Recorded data
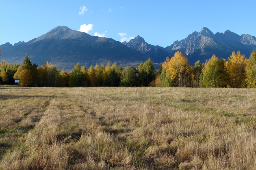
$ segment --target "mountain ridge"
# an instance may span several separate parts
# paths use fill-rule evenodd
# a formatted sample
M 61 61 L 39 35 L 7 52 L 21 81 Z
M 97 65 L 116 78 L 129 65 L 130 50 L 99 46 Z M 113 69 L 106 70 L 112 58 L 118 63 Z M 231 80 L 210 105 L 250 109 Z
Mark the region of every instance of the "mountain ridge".
M 186 55 L 192 65 L 198 60 L 204 63 L 213 54 L 227 59 L 232 51 L 239 50 L 249 57 L 256 49 L 256 38 L 249 34 L 239 36 L 228 30 L 214 34 L 203 27 L 200 32 L 194 31 L 164 48 L 150 44 L 139 36 L 121 43 L 59 26 L 27 42 L 20 41 L 13 45 L 7 42 L 0 48 L 2 61 L 20 64 L 28 53 L 33 62 L 39 65 L 48 61 L 60 68 L 70 70 L 77 62 L 88 67 L 96 63 L 105 64 L 108 61 L 132 66 L 150 57 L 154 62 L 161 63 L 177 51 Z
M 28 53 L 32 62 L 39 65 L 48 61 L 60 68 L 68 70 L 77 62 L 87 66 L 106 64 L 108 61 L 132 65 L 139 65 L 147 59 L 112 38 L 92 36 L 61 26 L 15 47 L 6 43 L 1 48 L 2 60 L 8 62 L 21 63 Z

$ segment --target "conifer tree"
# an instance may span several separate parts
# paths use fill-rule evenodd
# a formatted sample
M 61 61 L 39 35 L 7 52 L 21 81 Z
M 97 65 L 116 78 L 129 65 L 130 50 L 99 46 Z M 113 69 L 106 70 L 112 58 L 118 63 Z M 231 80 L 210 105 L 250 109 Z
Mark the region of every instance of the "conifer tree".
M 69 81 L 69 86 L 70 87 L 82 87 L 83 84 L 83 75 L 81 71 L 80 64 L 78 62 L 72 70 Z

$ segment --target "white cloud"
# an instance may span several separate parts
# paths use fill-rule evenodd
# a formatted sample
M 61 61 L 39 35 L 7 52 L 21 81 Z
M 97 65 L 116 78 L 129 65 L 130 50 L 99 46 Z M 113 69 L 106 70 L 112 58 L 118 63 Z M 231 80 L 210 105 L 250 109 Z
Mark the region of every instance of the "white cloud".
M 88 9 L 85 6 L 83 5 L 82 6 L 81 6 L 80 7 L 80 11 L 79 11 L 79 15 L 85 14 L 85 12 L 87 12 L 88 11 Z
M 86 24 L 82 25 L 80 26 L 80 29 L 78 31 L 86 32 L 88 33 L 90 31 L 93 30 L 93 25 L 91 23 L 87 25 Z
M 123 42 L 124 41 L 128 42 L 129 41 L 131 40 L 132 39 L 134 38 L 135 38 L 135 37 L 133 36 L 130 36 L 130 37 L 123 37 L 121 39 L 120 42 Z
M 124 33 L 122 33 L 121 32 L 119 32 L 118 35 L 119 35 L 121 37 L 123 37 L 124 36 L 126 36 L 126 33 L 125 32 Z
M 127 42 L 129 42 L 132 39 L 133 39 L 135 37 L 133 36 L 130 36 L 130 37 L 125 37 L 127 36 L 126 33 L 125 32 L 124 33 L 122 33 L 121 32 L 119 32 L 118 35 L 120 36 L 121 38 L 121 40 L 120 40 L 120 42 L 123 42 L 124 41 L 126 41 Z
M 100 34 L 98 32 L 95 32 L 94 33 L 94 36 L 98 36 L 100 37 L 105 37 L 106 34 L 105 33 L 107 32 L 106 31 L 105 31 L 104 32 L 103 32 L 102 34 Z

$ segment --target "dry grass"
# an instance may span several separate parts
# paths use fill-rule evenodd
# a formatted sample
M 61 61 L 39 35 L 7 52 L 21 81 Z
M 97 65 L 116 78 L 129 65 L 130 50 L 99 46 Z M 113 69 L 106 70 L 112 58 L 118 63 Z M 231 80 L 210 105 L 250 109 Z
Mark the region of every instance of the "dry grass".
M 255 89 L 0 87 L 0 169 L 256 169 Z

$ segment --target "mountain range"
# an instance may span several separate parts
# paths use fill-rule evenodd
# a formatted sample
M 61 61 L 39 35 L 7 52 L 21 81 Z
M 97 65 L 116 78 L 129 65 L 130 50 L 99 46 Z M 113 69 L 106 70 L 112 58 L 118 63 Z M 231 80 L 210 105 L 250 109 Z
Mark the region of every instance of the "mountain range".
M 77 62 L 88 67 L 96 64 L 106 64 L 108 61 L 136 66 L 149 57 L 159 68 L 167 57 L 173 56 L 177 51 L 185 54 L 191 64 L 198 60 L 204 63 L 213 54 L 227 59 L 232 51 L 239 50 L 248 58 L 256 49 L 256 38 L 248 34 L 239 36 L 228 30 L 215 34 L 204 27 L 200 32 L 194 32 L 164 48 L 149 44 L 139 36 L 121 43 L 60 26 L 26 42 L 20 42 L 13 45 L 7 42 L 0 48 L 2 61 L 21 64 L 27 53 L 33 62 L 39 66 L 48 61 L 60 69 L 69 70 Z

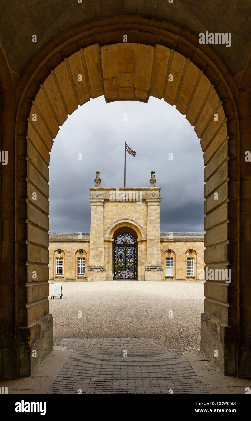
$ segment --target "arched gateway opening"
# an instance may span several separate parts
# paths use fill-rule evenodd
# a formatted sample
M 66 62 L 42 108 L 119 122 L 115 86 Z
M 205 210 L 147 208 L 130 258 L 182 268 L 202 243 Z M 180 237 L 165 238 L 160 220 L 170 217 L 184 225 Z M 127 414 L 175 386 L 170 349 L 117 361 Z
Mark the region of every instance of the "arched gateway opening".
M 141 24 L 137 23 L 139 33 Z M 67 115 L 90 98 L 103 95 L 107 102 L 147 102 L 150 95 L 163 98 L 194 126 L 206 166 L 205 263 L 208 269 L 232 270 L 231 283 L 205 283 L 201 348 L 225 373 L 246 375 L 243 321 L 240 336 L 238 127 L 228 84 L 231 77 L 215 55 L 209 59 L 200 50 L 197 40 L 194 45 L 192 37 L 177 36 L 170 28 L 169 32 L 162 29 L 160 35 L 158 24 L 156 35 L 154 25 L 153 21 L 151 28 L 142 24 L 140 38 L 133 38 L 131 43 L 109 38 L 108 29 L 108 37 L 100 44 L 99 35 L 92 38 L 90 32 L 82 38 L 76 35 L 67 45 L 52 51 L 39 65 L 35 63 L 34 73 L 29 69 L 24 77 L 16 130 L 18 376 L 29 375 L 52 349 L 47 299 L 47 216 L 48 165 L 53 139 Z M 151 45 L 148 32 L 152 35 Z M 84 40 L 80 44 L 80 39 Z M 106 238 L 105 234 L 102 240 Z M 245 303 L 244 299 L 242 305 Z M 31 357 L 34 349 L 36 359 Z M 219 351 L 217 360 L 215 349 Z
M 138 276 L 137 235 L 129 227 L 119 228 L 113 234 L 113 279 L 136 280 Z

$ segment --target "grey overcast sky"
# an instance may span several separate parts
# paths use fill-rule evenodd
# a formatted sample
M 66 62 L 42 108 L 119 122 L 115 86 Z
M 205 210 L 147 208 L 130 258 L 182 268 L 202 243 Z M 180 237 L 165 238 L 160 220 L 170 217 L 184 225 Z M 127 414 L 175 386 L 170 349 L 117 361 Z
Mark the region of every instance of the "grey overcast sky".
M 127 121 L 125 114 L 127 115 Z M 150 97 L 148 103 L 107 104 L 104 96 L 79 107 L 60 128 L 50 163 L 50 232 L 90 232 L 89 187 L 160 187 L 161 231 L 204 230 L 204 164 L 199 141 L 184 116 Z M 82 160 L 78 154 L 82 154 Z M 173 160 L 168 154 L 173 154 Z

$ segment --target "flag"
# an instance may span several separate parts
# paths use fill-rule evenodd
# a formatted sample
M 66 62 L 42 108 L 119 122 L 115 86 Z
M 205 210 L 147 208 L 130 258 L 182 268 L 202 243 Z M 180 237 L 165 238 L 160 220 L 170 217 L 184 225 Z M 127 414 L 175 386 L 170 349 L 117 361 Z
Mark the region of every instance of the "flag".
M 136 154 L 136 152 L 135 152 L 135 151 L 133 151 L 132 149 L 129 148 L 128 145 L 126 144 L 125 144 L 125 150 L 127 151 L 127 152 L 128 152 L 128 153 L 130 154 L 130 155 L 132 155 L 133 157 L 135 157 Z

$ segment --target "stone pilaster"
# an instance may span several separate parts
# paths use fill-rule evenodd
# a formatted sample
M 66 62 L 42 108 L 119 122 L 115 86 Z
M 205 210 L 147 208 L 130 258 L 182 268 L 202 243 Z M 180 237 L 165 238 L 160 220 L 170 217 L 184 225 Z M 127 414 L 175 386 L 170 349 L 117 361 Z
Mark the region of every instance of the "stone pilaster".
M 105 281 L 103 209 L 104 199 L 89 199 L 91 203 L 89 281 Z
M 147 233 L 145 281 L 162 281 L 160 205 L 161 199 L 147 199 Z

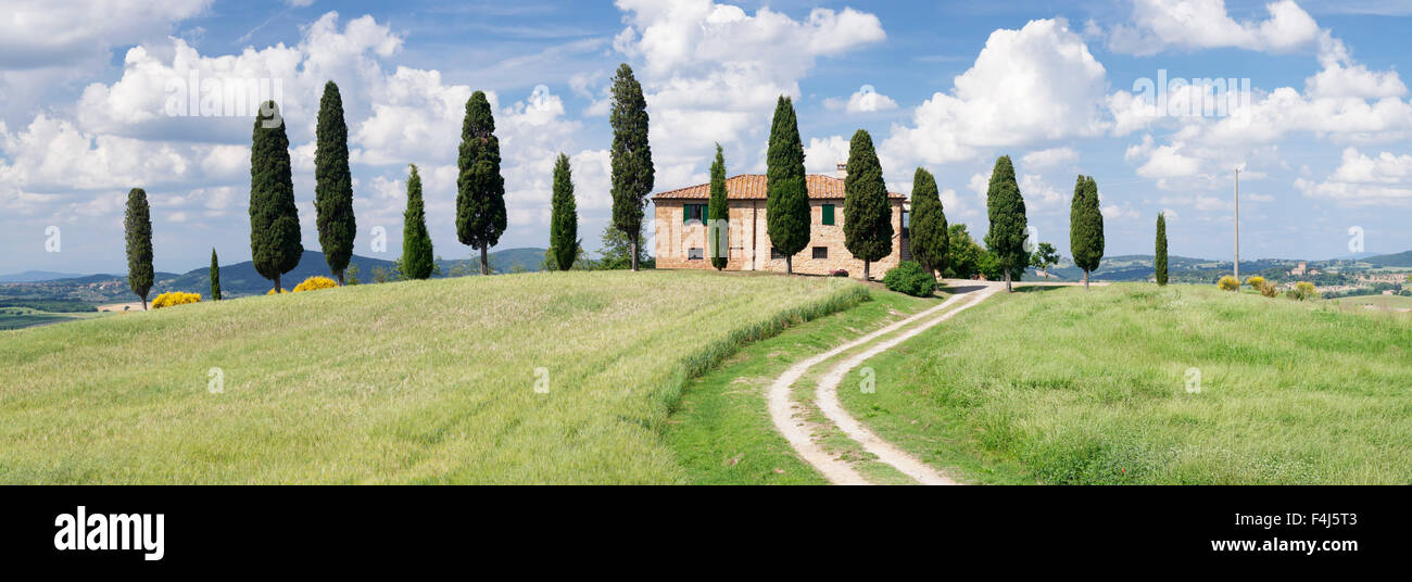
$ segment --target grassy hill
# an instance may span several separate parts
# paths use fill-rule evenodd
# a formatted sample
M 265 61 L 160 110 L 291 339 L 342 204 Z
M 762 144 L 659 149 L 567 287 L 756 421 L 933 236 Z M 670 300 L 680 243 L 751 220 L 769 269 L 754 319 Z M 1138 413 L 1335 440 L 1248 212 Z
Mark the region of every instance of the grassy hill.
M 829 277 L 537 273 L 0 332 L 0 482 L 676 483 L 659 431 L 685 380 L 864 295 Z
M 840 391 L 974 482 L 1412 483 L 1412 314 L 1209 287 L 997 295 Z M 1189 370 L 1200 391 L 1187 393 Z

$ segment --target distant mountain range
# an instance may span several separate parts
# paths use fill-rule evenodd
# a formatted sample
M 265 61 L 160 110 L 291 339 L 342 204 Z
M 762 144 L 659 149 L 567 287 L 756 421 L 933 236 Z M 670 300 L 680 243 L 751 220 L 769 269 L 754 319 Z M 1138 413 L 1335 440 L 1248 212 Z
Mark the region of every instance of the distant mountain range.
M 490 268 L 496 273 L 510 273 L 515 270 L 524 271 L 538 271 L 542 268 L 544 263 L 544 249 L 505 249 L 497 250 L 489 254 Z M 463 259 L 463 260 L 449 260 L 442 259 L 438 261 L 441 267 L 441 277 L 446 277 L 457 267 L 457 264 L 465 263 L 462 267 L 467 274 L 480 273 L 480 260 Z M 349 260 L 349 268 L 357 267 L 357 278 L 361 283 L 373 283 L 376 273 L 378 270 L 393 271 L 394 261 L 383 259 L 361 257 L 354 254 Z M 56 277 L 51 277 L 56 275 Z M 329 273 L 329 266 L 323 260 L 323 253 L 316 250 L 305 250 L 304 256 L 299 257 L 299 264 L 294 267 L 289 273 L 281 275 L 280 283 L 285 288 L 294 288 L 299 281 L 313 275 L 332 277 Z M 148 297 L 157 297 L 167 291 L 185 291 L 185 292 L 199 292 L 202 295 L 210 294 L 210 267 L 198 267 L 186 273 L 155 273 L 152 275 L 152 291 Z M 45 287 L 54 288 L 55 292 L 49 294 L 35 294 L 37 297 L 49 295 L 72 295 L 64 292 L 68 288 L 83 288 L 82 299 L 95 301 L 93 294 L 102 294 L 103 297 L 112 295 L 113 298 L 128 299 L 131 291 L 127 290 L 127 275 L 114 274 L 93 274 L 93 275 L 76 275 L 66 273 L 47 273 L 47 271 L 25 271 L 16 273 L 13 275 L 0 277 L 0 283 L 24 283 L 30 284 L 25 288 Z M 223 295 L 258 295 L 270 291 L 274 287 L 270 280 L 260 275 L 256 271 L 253 261 L 226 264 L 220 267 L 220 291 Z M 95 291 L 102 290 L 102 291 Z M 78 298 L 78 297 L 75 297 Z
M 1377 264 L 1380 267 L 1412 267 L 1412 250 L 1404 250 L 1398 254 L 1380 254 L 1377 257 L 1360 259 L 1364 263 Z
M 0 283 L 35 283 L 35 281 L 54 281 L 56 278 L 73 278 L 83 277 L 73 273 L 55 273 L 55 271 L 24 271 L 11 273 L 8 275 L 0 275 Z

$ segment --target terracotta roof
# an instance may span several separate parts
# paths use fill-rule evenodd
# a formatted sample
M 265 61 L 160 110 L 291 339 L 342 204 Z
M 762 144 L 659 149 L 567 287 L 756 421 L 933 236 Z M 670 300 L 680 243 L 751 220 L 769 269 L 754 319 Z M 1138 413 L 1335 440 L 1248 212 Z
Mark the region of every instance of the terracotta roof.
M 834 178 L 832 175 L 823 174 L 808 174 L 805 175 L 805 184 L 809 185 L 809 198 L 843 198 L 843 178 Z M 888 192 L 888 198 L 907 199 L 907 196 Z M 671 189 L 666 192 L 658 192 L 652 196 L 654 201 L 672 201 L 672 199 L 707 199 L 710 198 L 710 184 L 698 184 L 695 186 Z M 765 175 L 764 174 L 741 174 L 726 178 L 726 198 L 730 199 L 765 199 Z

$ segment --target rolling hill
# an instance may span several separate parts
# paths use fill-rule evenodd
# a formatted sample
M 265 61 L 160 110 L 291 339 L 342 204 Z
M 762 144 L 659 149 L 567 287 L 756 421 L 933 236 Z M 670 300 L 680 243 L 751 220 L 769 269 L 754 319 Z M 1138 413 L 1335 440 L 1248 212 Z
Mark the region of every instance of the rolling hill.
M 867 297 L 837 277 L 527 273 L 4 332 L 0 483 L 679 483 L 659 431 L 689 377 Z
M 1412 267 L 1412 250 L 1404 250 L 1396 254 L 1380 254 L 1375 257 L 1363 259 L 1364 263 L 1371 263 L 1378 267 Z
M 541 261 L 544 260 L 544 249 L 505 249 L 490 253 L 490 268 L 496 273 L 511 273 L 517 270 L 522 271 L 538 271 L 541 270 Z M 466 263 L 469 274 L 479 274 L 477 260 L 449 260 L 443 259 L 438 261 L 441 267 L 442 277 L 452 273 L 457 263 Z M 349 261 L 349 267 L 357 267 L 359 280 L 361 283 L 373 283 L 373 275 L 376 270 L 391 271 L 394 263 L 391 260 L 371 259 L 354 254 Z M 185 291 L 185 292 L 199 292 L 203 297 L 210 294 L 210 268 L 199 267 L 192 268 L 186 273 L 157 273 L 152 277 L 152 291 L 148 295 L 157 297 L 157 294 L 167 291 Z M 292 288 L 308 277 L 313 275 L 329 275 L 328 263 L 323 260 L 323 253 L 316 250 L 305 250 L 304 256 L 299 259 L 299 266 L 294 267 L 289 273 L 285 273 L 281 283 L 285 288 Z M 261 295 L 270 291 L 273 284 L 270 280 L 260 275 L 256 271 L 256 266 L 251 261 L 225 264 L 220 267 L 220 291 L 226 297 L 241 297 L 241 295 Z M 131 301 L 133 294 L 127 290 L 126 275 L 114 274 L 95 274 L 95 275 L 75 275 L 69 278 L 47 280 L 34 284 L 27 284 L 24 287 L 27 294 L 16 294 L 18 298 L 47 298 L 47 299 L 80 299 L 90 302 L 102 301 Z

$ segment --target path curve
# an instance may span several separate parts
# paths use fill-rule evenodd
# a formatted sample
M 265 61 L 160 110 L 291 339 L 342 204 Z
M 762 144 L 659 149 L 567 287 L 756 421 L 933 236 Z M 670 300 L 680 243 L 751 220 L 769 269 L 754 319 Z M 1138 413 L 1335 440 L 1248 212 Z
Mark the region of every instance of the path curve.
M 967 297 L 969 299 L 966 304 L 957 307 L 956 309 L 947 311 L 940 316 L 931 319 L 922 325 L 918 325 L 912 329 L 908 329 L 905 332 L 895 333 L 878 343 L 874 343 L 867 350 L 858 352 L 853 357 L 849 357 L 847 360 L 834 364 L 822 379 L 819 379 L 819 386 L 813 391 L 813 400 L 815 404 L 819 407 L 819 411 L 823 412 L 825 418 L 827 418 L 830 422 L 839 427 L 839 429 L 843 431 L 843 434 L 849 435 L 849 438 L 863 445 L 864 451 L 877 455 L 878 462 L 891 465 L 894 469 L 902 472 L 902 475 L 912 477 L 918 483 L 960 485 L 952 480 L 950 477 L 939 473 L 936 469 L 932 469 L 932 466 L 923 463 L 922 459 L 918 459 L 904 452 L 902 449 L 892 446 L 892 444 L 881 439 L 877 434 L 864 427 L 863 422 L 858 422 L 856 418 L 853 418 L 853 415 L 850 415 L 843 408 L 843 404 L 839 401 L 839 384 L 843 383 L 843 379 L 849 374 L 850 370 L 861 366 L 873 356 L 877 356 L 884 350 L 892 349 L 898 343 L 902 343 L 916 336 L 918 333 L 932 329 L 938 323 L 950 319 L 953 315 L 966 311 L 971 305 L 986 301 L 987 297 L 995 294 L 995 291 L 1000 291 L 1001 288 L 1004 287 L 986 285 L 980 291 L 971 291 L 967 292 L 966 295 L 955 295 L 955 297 Z
M 830 369 L 829 373 L 823 379 L 820 379 L 819 388 L 815 390 L 815 398 L 819 403 L 820 411 L 825 414 L 826 418 L 839 425 L 839 428 L 843 429 L 844 434 L 849 435 L 849 438 L 858 441 L 864 446 L 864 449 L 877 455 L 881 462 L 892 465 L 902 473 L 912 476 L 912 479 L 916 479 L 918 482 L 922 483 L 955 485 L 955 482 L 952 482 L 950 479 L 946 479 L 940 473 L 936 473 L 935 469 L 931 469 L 921 461 L 911 458 L 905 452 L 877 438 L 877 435 L 874 435 L 867 428 L 863 428 L 861 424 L 853 420 L 853 417 L 844 412 L 843 407 L 839 405 L 836 388 L 843 376 L 847 374 L 847 372 L 856 367 L 858 363 L 863 363 L 864 360 L 882 352 L 884 349 L 892 348 L 907 340 L 908 338 L 912 338 L 926 329 L 931 329 L 936 323 L 940 323 L 949 319 L 952 315 L 956 315 L 957 312 L 984 301 L 995 291 L 1004 288 L 1003 284 L 986 284 L 986 283 L 976 284 L 976 281 L 959 281 L 959 283 L 966 287 L 957 287 L 959 292 L 949 297 L 939 305 L 928 308 L 905 319 L 892 322 L 891 325 L 882 329 L 877 329 L 871 333 L 867 333 L 858 339 L 836 346 L 813 357 L 796 362 L 794 366 L 789 366 L 788 370 L 779 374 L 779 377 L 775 379 L 772 384 L 770 384 L 767 400 L 770 403 L 770 418 L 774 421 L 775 429 L 778 429 L 779 434 L 784 435 L 786 441 L 789 441 L 789 446 L 792 446 L 795 452 L 805 462 L 818 469 L 819 473 L 822 473 L 825 479 L 827 479 L 830 483 L 871 485 L 867 479 L 863 477 L 863 475 L 860 475 L 853 468 L 850 462 L 834 458 L 833 455 L 823 451 L 823 448 L 820 448 L 813 441 L 815 429 L 822 427 L 818 427 L 813 422 L 799 418 L 802 407 L 796 404 L 789 394 L 791 388 L 794 387 L 794 383 L 799 380 L 799 377 L 802 377 L 806 372 L 809 372 L 810 367 L 822 362 L 826 362 L 843 352 L 847 352 L 864 343 L 873 342 L 884 335 L 897 332 L 898 329 L 902 329 L 908 325 L 923 322 L 922 325 L 918 325 L 914 329 L 908 329 L 907 332 L 898 335 L 897 338 L 890 338 L 878 343 L 877 346 L 868 349 L 867 352 L 850 357 L 847 362 L 843 362 Z M 963 302 L 964 305 L 960 305 Z M 940 316 L 936 315 L 938 312 L 946 311 L 956 305 L 960 307 L 955 311 L 942 314 Z M 825 390 L 826 386 L 827 390 Z M 827 394 L 825 394 L 825 391 L 827 391 Z

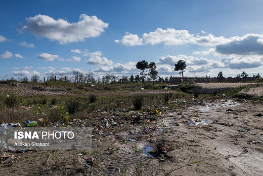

## [Task to complete]
Render the listing lines between the line containing "--target distant mountain range" and the line containing "Mark the region of every instance of the distant", inclusive, as a Markdown table with the columns Number and Record line, omitting any blank lines.

## [Solution to the exercise]
| Number | Record line |
|---|---|
| 1 | $ segment --target distant mountain range |
| 2 | # an instance may span several separate parts |
| 3 | # paths use fill-rule evenodd |
| 4 | # a formatted sample |
| 5 | M 265 61 L 160 110 L 291 339 L 342 204 Z |
| 6 | M 762 144 L 659 149 L 567 287 L 756 421 L 933 236 Z M 670 300 L 680 243 L 751 220 L 769 269 L 754 319 Z M 1138 413 L 1335 440 L 1248 212 Z |
| 7 | Mark the region of every instance of the distant mountain range. |